Task
Give the rows starting at the line containing "blaze on rock shown above." and ending at the last row as a two-column CSV with the headers instruction and points, one line per row. Put each row's text and its answer in a single quoted field apiece, with any line breaks turned into spaces.

Records for this task
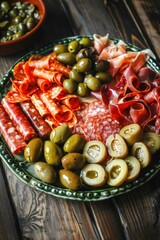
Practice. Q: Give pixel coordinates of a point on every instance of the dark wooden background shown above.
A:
(28, 214)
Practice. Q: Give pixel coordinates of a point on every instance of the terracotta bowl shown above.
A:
(14, 46)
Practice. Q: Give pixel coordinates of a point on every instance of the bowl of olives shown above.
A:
(19, 22)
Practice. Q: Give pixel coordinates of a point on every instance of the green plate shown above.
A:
(24, 171)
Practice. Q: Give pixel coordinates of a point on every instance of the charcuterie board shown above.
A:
(24, 170)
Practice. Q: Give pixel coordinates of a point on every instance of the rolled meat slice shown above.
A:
(12, 137)
(19, 119)
(40, 125)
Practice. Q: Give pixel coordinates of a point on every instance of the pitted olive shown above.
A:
(76, 76)
(93, 83)
(60, 134)
(74, 143)
(33, 150)
(102, 65)
(69, 179)
(86, 42)
(70, 85)
(52, 153)
(82, 90)
(84, 65)
(60, 48)
(45, 172)
(67, 58)
(74, 46)
(73, 161)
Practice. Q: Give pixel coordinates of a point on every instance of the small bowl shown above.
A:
(14, 46)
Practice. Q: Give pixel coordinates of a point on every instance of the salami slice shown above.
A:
(12, 137)
(39, 105)
(19, 119)
(42, 128)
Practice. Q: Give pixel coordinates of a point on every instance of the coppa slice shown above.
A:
(12, 137)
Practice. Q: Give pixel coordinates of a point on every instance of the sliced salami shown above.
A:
(12, 137)
(19, 119)
(40, 125)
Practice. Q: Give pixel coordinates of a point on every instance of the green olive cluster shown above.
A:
(16, 19)
(87, 73)
(67, 159)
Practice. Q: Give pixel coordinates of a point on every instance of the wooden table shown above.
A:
(28, 214)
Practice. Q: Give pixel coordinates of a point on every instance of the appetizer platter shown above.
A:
(79, 118)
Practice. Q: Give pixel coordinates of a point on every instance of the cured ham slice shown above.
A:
(12, 137)
(19, 119)
(39, 124)
(52, 76)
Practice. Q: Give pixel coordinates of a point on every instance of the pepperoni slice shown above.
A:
(12, 137)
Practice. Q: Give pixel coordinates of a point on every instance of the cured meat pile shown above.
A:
(37, 101)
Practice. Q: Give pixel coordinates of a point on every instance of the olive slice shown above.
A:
(117, 170)
(152, 140)
(94, 174)
(142, 153)
(95, 151)
(134, 167)
(117, 147)
(131, 133)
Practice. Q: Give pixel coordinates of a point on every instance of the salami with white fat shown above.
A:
(42, 128)
(19, 119)
(12, 137)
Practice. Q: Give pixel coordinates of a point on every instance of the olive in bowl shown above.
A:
(19, 23)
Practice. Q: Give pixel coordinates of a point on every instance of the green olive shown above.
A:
(102, 65)
(13, 13)
(18, 19)
(70, 85)
(69, 179)
(33, 150)
(52, 153)
(17, 35)
(84, 65)
(131, 133)
(117, 147)
(67, 58)
(152, 140)
(45, 172)
(83, 53)
(75, 143)
(73, 161)
(60, 134)
(60, 48)
(73, 46)
(22, 27)
(86, 42)
(31, 23)
(104, 77)
(142, 153)
(93, 83)
(82, 90)
(5, 6)
(94, 175)
(76, 76)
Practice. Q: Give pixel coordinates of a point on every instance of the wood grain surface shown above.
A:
(28, 214)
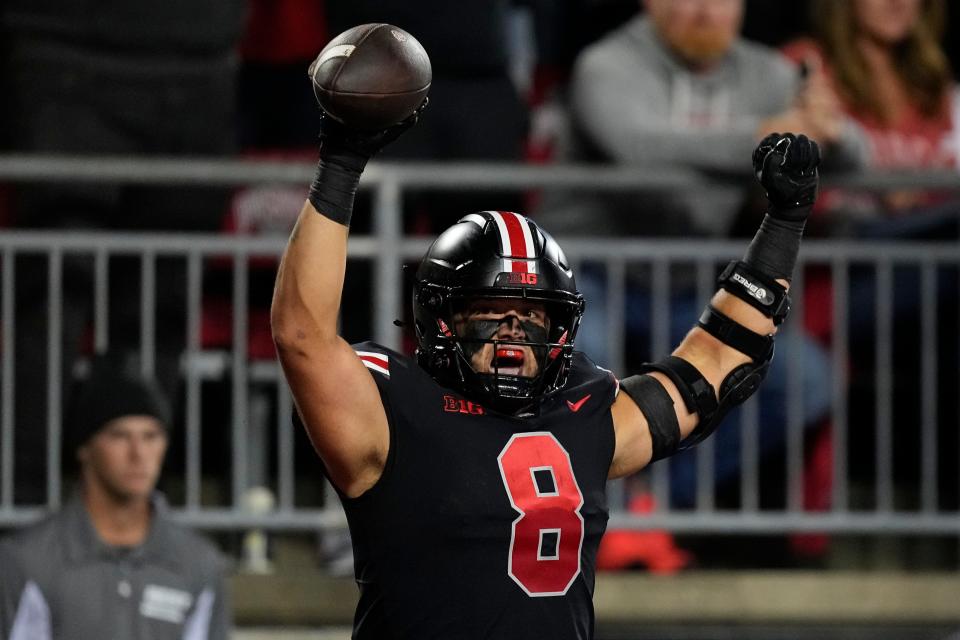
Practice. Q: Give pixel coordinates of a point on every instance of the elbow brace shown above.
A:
(656, 405)
(698, 394)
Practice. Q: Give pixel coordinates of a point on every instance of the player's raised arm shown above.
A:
(335, 396)
(679, 400)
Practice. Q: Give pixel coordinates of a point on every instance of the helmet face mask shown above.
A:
(468, 301)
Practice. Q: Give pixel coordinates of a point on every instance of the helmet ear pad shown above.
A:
(469, 261)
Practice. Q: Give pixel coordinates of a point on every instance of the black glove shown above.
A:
(786, 166)
(352, 148)
(344, 153)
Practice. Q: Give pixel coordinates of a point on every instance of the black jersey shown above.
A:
(482, 525)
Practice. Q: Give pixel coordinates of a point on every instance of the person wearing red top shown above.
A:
(883, 61)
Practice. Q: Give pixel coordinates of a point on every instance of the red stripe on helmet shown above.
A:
(518, 244)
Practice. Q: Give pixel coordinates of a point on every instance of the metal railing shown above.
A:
(386, 248)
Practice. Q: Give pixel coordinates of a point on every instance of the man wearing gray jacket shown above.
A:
(677, 89)
(111, 564)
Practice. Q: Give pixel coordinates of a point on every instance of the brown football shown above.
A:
(371, 76)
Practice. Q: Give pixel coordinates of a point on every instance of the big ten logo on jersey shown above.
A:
(452, 404)
(515, 278)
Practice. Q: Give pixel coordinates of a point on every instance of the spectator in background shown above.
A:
(110, 78)
(678, 89)
(111, 564)
(883, 62)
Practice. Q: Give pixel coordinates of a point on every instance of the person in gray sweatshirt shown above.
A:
(111, 563)
(678, 89)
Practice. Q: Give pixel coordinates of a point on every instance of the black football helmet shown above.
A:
(495, 255)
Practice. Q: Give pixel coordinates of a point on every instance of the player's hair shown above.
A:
(919, 62)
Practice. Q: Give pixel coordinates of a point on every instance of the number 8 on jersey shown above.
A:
(547, 536)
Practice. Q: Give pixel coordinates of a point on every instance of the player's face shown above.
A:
(504, 320)
(700, 31)
(124, 458)
(886, 21)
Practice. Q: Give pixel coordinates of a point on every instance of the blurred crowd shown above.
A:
(682, 85)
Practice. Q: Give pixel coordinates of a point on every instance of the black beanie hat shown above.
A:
(112, 391)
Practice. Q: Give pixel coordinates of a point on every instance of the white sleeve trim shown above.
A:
(32, 621)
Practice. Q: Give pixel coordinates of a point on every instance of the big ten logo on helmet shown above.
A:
(452, 404)
(515, 278)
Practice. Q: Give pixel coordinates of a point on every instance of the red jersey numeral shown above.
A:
(547, 536)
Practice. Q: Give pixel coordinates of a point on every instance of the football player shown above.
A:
(473, 476)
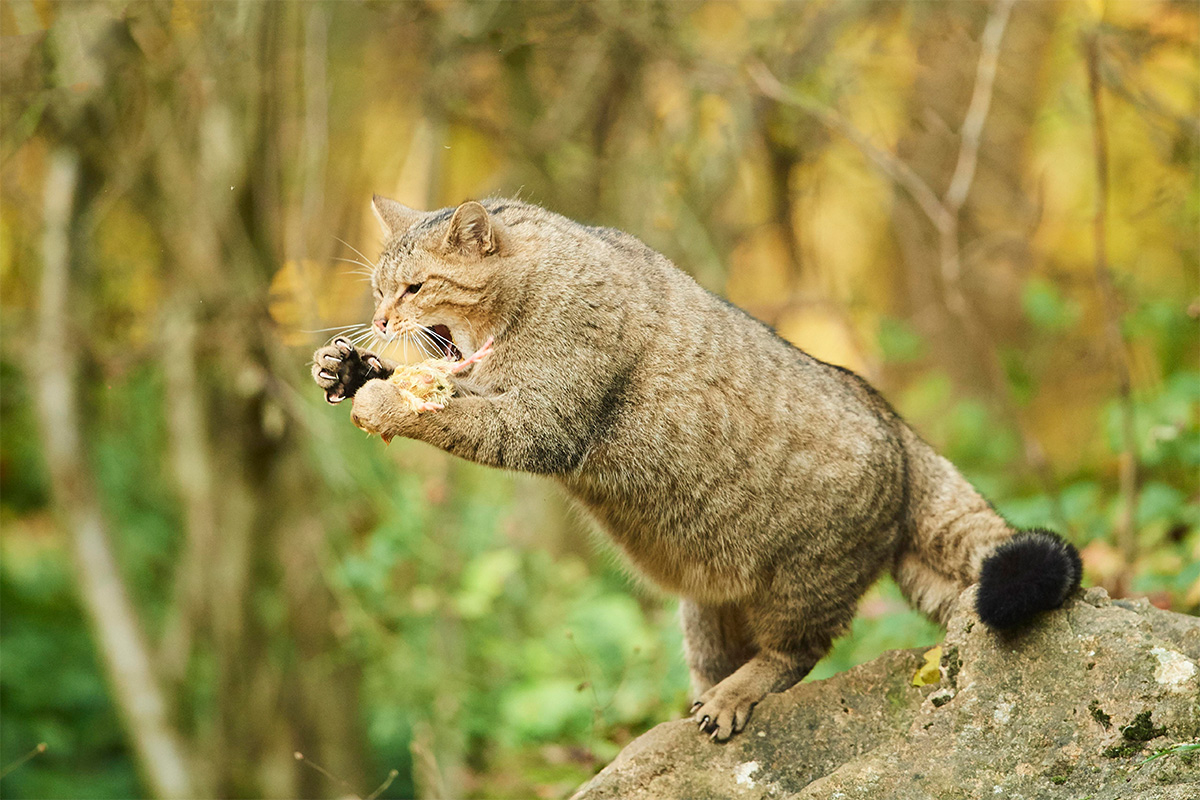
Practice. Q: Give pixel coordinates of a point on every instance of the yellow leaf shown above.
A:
(930, 672)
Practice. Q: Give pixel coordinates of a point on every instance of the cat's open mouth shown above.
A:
(444, 342)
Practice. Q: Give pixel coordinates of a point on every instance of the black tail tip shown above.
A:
(1032, 572)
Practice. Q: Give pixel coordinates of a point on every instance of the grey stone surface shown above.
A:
(1068, 708)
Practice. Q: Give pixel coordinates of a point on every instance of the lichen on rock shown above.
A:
(1071, 707)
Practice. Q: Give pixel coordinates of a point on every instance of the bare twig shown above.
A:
(943, 212)
(114, 621)
(345, 785)
(1127, 537)
(981, 103)
(899, 172)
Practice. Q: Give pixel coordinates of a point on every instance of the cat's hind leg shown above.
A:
(717, 642)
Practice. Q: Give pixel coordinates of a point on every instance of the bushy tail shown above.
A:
(1031, 572)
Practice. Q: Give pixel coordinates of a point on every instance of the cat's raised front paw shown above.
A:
(341, 370)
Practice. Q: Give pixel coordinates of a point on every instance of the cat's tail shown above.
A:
(1031, 572)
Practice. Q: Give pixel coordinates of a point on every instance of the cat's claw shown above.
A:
(475, 358)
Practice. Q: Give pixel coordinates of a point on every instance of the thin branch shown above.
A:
(981, 103)
(899, 172)
(114, 620)
(943, 214)
(1127, 537)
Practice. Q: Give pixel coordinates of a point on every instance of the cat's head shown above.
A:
(435, 281)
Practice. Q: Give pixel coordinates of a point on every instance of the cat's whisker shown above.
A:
(353, 260)
(357, 251)
(437, 337)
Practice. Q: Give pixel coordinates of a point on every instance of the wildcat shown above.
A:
(765, 487)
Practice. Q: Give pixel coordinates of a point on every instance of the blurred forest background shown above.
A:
(989, 209)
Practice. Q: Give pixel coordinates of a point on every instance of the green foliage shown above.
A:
(492, 638)
(51, 687)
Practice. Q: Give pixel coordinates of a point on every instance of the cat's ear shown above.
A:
(473, 232)
(394, 217)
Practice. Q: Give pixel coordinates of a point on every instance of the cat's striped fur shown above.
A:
(767, 488)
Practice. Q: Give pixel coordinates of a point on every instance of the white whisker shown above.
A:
(357, 251)
(353, 260)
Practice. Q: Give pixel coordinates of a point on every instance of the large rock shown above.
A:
(1068, 708)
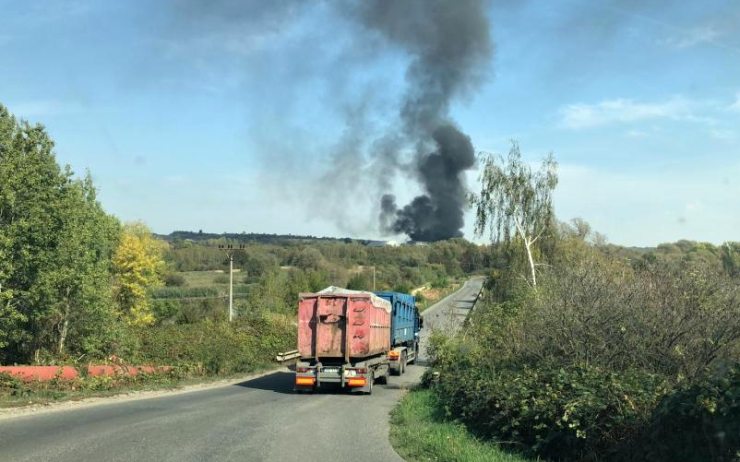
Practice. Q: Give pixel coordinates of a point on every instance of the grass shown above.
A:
(432, 295)
(419, 433)
(26, 394)
(208, 278)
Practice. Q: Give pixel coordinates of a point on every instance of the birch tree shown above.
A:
(515, 202)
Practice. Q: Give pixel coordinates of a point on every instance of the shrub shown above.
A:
(221, 279)
(572, 413)
(219, 347)
(174, 280)
(697, 423)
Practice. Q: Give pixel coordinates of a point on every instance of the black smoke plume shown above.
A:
(450, 46)
(438, 214)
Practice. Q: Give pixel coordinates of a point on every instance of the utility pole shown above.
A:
(230, 249)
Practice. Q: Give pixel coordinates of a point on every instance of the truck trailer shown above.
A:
(405, 326)
(354, 338)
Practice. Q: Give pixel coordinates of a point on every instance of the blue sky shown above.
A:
(224, 119)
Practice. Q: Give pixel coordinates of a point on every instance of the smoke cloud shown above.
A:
(450, 47)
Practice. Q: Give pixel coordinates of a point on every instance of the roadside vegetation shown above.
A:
(585, 351)
(78, 287)
(421, 432)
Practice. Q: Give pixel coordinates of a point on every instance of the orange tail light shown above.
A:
(305, 381)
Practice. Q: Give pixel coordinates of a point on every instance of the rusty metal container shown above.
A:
(343, 324)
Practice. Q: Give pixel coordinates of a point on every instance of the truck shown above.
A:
(354, 338)
(405, 326)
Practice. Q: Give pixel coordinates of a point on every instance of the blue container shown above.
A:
(404, 317)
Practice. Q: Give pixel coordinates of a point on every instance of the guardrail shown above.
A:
(287, 356)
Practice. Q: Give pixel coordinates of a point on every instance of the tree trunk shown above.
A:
(63, 333)
(528, 246)
(65, 326)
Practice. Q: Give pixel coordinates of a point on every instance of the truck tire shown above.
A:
(370, 381)
(416, 355)
(383, 379)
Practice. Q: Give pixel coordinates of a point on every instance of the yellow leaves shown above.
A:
(138, 266)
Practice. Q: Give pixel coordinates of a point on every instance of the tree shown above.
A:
(73, 287)
(138, 267)
(515, 201)
(55, 249)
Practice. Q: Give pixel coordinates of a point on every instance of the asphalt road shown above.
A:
(257, 420)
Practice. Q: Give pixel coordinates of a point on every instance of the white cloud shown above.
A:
(736, 105)
(647, 207)
(693, 37)
(44, 108)
(580, 115)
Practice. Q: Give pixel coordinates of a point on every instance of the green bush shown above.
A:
(186, 292)
(221, 279)
(219, 347)
(174, 280)
(697, 423)
(568, 413)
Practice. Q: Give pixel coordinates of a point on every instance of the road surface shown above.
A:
(257, 420)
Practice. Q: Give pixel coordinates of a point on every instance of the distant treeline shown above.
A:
(263, 238)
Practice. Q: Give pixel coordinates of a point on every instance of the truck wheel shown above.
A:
(370, 381)
(383, 379)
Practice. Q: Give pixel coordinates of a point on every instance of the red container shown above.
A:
(340, 323)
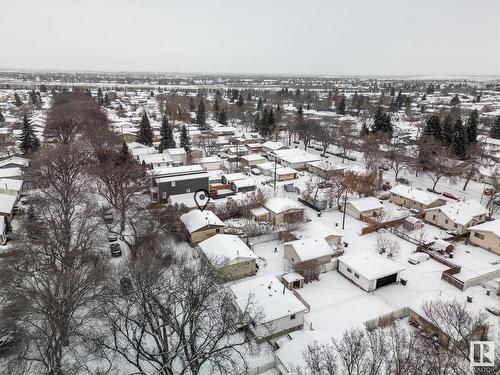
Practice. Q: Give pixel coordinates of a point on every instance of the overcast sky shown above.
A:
(349, 37)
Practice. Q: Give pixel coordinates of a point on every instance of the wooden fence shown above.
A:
(386, 319)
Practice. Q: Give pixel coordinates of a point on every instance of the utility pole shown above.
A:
(345, 204)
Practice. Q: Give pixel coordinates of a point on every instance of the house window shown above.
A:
(479, 235)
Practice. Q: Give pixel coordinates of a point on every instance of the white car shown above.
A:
(417, 258)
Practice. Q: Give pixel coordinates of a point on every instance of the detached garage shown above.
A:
(369, 272)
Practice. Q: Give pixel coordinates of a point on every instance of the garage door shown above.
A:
(386, 280)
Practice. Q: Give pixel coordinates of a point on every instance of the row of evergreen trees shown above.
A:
(452, 131)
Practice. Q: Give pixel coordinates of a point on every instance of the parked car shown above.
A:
(115, 249)
(417, 258)
(403, 181)
(255, 171)
(108, 217)
(125, 285)
(449, 195)
(7, 340)
(493, 310)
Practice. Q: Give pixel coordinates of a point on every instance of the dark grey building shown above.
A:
(181, 184)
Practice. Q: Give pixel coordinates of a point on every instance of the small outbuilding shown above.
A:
(201, 225)
(369, 272)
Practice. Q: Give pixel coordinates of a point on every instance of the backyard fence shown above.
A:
(386, 319)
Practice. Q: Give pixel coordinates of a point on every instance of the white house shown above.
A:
(319, 230)
(369, 272)
(210, 163)
(230, 256)
(281, 311)
(369, 206)
(410, 197)
(11, 186)
(457, 216)
(295, 158)
(7, 203)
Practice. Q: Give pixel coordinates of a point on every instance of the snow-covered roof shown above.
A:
(175, 171)
(285, 170)
(259, 211)
(273, 145)
(196, 220)
(17, 160)
(281, 204)
(226, 247)
(488, 226)
(246, 182)
(176, 151)
(326, 165)
(253, 157)
(11, 184)
(316, 230)
(155, 158)
(366, 204)
(269, 295)
(295, 155)
(462, 212)
(143, 151)
(371, 267)
(234, 176)
(7, 203)
(413, 194)
(311, 248)
(292, 276)
(10, 172)
(183, 177)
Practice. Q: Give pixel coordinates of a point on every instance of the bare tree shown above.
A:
(175, 320)
(459, 325)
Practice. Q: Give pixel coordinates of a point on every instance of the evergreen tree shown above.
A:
(459, 139)
(455, 101)
(201, 116)
(259, 104)
(100, 99)
(145, 134)
(185, 140)
(125, 152)
(222, 119)
(364, 130)
(28, 138)
(495, 129)
(471, 128)
(240, 101)
(382, 122)
(256, 124)
(192, 105)
(166, 135)
(17, 100)
(447, 130)
(433, 127)
(341, 106)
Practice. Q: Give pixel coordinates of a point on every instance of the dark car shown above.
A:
(115, 249)
(403, 181)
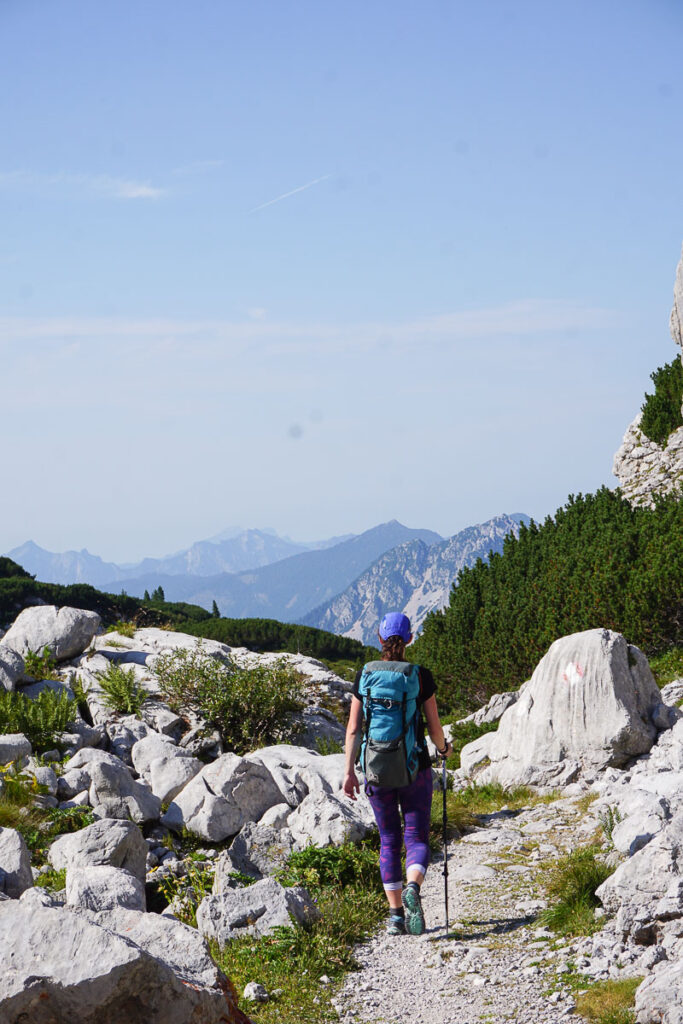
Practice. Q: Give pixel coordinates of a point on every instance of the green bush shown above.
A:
(609, 1001)
(668, 667)
(41, 719)
(270, 635)
(662, 411)
(598, 562)
(121, 691)
(570, 884)
(349, 865)
(251, 707)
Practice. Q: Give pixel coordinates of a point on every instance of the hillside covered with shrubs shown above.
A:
(19, 590)
(599, 561)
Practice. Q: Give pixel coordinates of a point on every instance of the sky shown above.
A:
(315, 266)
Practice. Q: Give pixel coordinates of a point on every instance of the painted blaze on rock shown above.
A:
(588, 705)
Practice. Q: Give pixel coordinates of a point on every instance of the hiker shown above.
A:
(398, 775)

Solution to this task
instruction,points
"Practice. Q: Give pixel coordinates of a point on every instance of the painted blaze on rock shown above. A:","(588, 705)"
"Practice. Q: Give pixel coordinates of a point on every instance of the hiker shown above. A:","(398, 775)"